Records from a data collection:
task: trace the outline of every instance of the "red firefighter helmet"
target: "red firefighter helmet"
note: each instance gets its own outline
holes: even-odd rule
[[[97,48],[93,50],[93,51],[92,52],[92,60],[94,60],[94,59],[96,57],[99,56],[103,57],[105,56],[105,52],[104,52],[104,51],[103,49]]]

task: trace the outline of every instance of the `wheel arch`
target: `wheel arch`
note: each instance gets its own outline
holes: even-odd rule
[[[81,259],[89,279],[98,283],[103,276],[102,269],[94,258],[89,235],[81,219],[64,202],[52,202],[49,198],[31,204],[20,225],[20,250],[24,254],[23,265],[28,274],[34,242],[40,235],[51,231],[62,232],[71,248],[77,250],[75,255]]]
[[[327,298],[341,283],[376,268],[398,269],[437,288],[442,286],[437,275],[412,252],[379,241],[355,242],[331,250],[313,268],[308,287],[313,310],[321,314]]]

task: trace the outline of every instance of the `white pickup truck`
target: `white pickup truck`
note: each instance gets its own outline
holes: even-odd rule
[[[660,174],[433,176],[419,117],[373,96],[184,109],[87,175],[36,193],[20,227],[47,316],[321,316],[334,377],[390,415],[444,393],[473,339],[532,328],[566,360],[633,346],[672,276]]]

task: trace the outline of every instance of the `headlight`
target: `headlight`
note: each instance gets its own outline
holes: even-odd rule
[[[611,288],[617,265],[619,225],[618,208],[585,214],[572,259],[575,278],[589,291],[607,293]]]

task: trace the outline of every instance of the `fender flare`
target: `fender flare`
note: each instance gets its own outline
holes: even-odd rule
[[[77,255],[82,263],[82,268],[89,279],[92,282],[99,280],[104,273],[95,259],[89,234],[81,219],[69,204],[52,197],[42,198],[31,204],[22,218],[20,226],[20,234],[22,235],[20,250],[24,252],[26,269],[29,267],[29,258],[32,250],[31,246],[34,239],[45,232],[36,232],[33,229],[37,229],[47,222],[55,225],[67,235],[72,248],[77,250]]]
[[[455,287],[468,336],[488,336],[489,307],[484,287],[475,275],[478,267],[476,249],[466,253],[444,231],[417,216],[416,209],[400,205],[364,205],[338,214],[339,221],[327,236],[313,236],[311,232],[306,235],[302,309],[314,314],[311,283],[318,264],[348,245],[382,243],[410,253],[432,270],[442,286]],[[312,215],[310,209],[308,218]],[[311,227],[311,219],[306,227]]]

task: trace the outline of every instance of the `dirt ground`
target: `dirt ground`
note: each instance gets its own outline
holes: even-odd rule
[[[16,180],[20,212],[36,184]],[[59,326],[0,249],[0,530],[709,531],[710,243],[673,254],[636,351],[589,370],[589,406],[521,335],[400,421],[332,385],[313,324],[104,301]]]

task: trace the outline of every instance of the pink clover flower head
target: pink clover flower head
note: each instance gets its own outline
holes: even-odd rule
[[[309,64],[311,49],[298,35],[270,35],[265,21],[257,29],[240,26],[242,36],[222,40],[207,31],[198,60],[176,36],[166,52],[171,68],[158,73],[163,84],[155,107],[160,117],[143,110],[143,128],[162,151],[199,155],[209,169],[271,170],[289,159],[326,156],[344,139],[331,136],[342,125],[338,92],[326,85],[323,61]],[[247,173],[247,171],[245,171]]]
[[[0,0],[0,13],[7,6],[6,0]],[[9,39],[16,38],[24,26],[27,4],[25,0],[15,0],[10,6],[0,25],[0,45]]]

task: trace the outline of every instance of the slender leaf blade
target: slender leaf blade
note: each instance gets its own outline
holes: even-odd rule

● **PROBLEM DESCRIPTION**
Rewrite the records above, swapping every "instance" for "occurrence" and leaving everything else the same.

● **EXERCISE OUTPUT**
task: trace the outline of every occurrence of the "red firefighter helmet"
target: "red firefighter helmet"
note: each occurrence gets its own outline
holes: even-odd rule
[[[97,48],[93,50],[93,51],[92,52],[92,60],[94,60],[94,59],[96,57],[99,56],[103,57],[105,56],[105,52],[104,52],[104,51],[103,49]]]

task: trace the outline of every occurrence of the `wheel arch`
target: `wheel arch`
note: each occurrence gets its own outline
holes: even-odd rule
[[[81,259],[89,279],[98,283],[103,276],[102,269],[94,258],[89,235],[81,219],[64,202],[52,202],[49,198],[31,204],[20,225],[20,250],[24,254],[23,265],[28,274],[34,242],[40,235],[51,231],[62,232],[71,248],[77,250],[75,255]]]
[[[327,298],[341,283],[376,268],[398,269],[437,288],[442,286],[437,275],[412,252],[379,241],[355,242],[331,250],[313,268],[308,287],[313,310],[321,314]]]

task: trace the outline of every occurrence of the `white pickup truck`
target: `white pickup truck`
note: each occurrence gets its own outline
holes: even-odd rule
[[[660,174],[433,176],[419,117],[373,96],[184,109],[87,175],[36,193],[20,227],[47,316],[321,316],[334,377],[390,415],[444,393],[473,339],[532,328],[566,360],[633,346],[672,276]]]

task: trace the outline of every occurrence of the `headlight`
target: `headlight`
note: each occurrence gets its own outline
holes: even-odd rule
[[[611,288],[617,265],[619,225],[618,208],[585,214],[572,259],[575,278],[589,291],[607,293]]]

task: trace the outline of every occurrence of the `fender flare`
target: `fender flare`
note: each occurrence gets its own outline
holes: even-odd rule
[[[77,255],[82,263],[82,268],[89,279],[92,282],[99,280],[104,273],[95,259],[89,234],[81,219],[69,204],[52,197],[42,198],[31,204],[22,218],[20,226],[20,234],[22,235],[20,250],[24,252],[26,269],[29,267],[29,258],[32,250],[31,246],[34,239],[45,232],[36,232],[33,229],[37,229],[47,222],[55,225],[67,235],[72,248],[77,250]]]
[[[455,287],[468,336],[488,336],[489,307],[484,287],[475,275],[478,267],[476,249],[466,253],[444,231],[417,216],[416,209],[400,205],[364,205],[338,214],[339,221],[327,236],[313,236],[311,232],[306,235],[302,309],[314,314],[311,283],[318,264],[348,245],[382,243],[410,253],[432,270],[442,286]],[[312,215],[310,209],[308,218]],[[311,227],[311,219],[306,227]]]

task: trace the outline of every occurrence of the `dirt ground`
target: `dirt ground`
note: each occurrence gets its own outline
holes: even-odd rule
[[[16,180],[20,212],[36,184]],[[59,326],[0,249],[0,530],[709,531],[710,243],[673,254],[636,351],[589,370],[589,406],[521,335],[400,421],[332,385],[313,324],[104,301]]]

task: trace the outline of every occurrence of the pink clover flower head
target: pink clover flower head
note: each occurrence gets its own outline
holes: even-odd rule
[[[309,64],[311,49],[298,35],[270,35],[265,21],[257,29],[240,26],[242,36],[222,40],[207,31],[198,60],[176,36],[166,52],[171,68],[158,73],[163,84],[155,107],[160,117],[143,110],[143,128],[162,151],[199,155],[209,169],[271,170],[289,159],[326,156],[344,139],[331,136],[342,125],[338,92],[326,85],[323,61]],[[247,173],[247,171],[245,171]]]
[[[0,0],[0,13],[7,6],[6,0]],[[9,39],[16,38],[24,26],[27,4],[25,0],[15,0],[10,6],[0,25],[0,45]]]

task: trace the outline of every occurrence of the slender leaf blade
target: slender leaf blade
note: each occurrence gets its own outline
holes: even-odd rule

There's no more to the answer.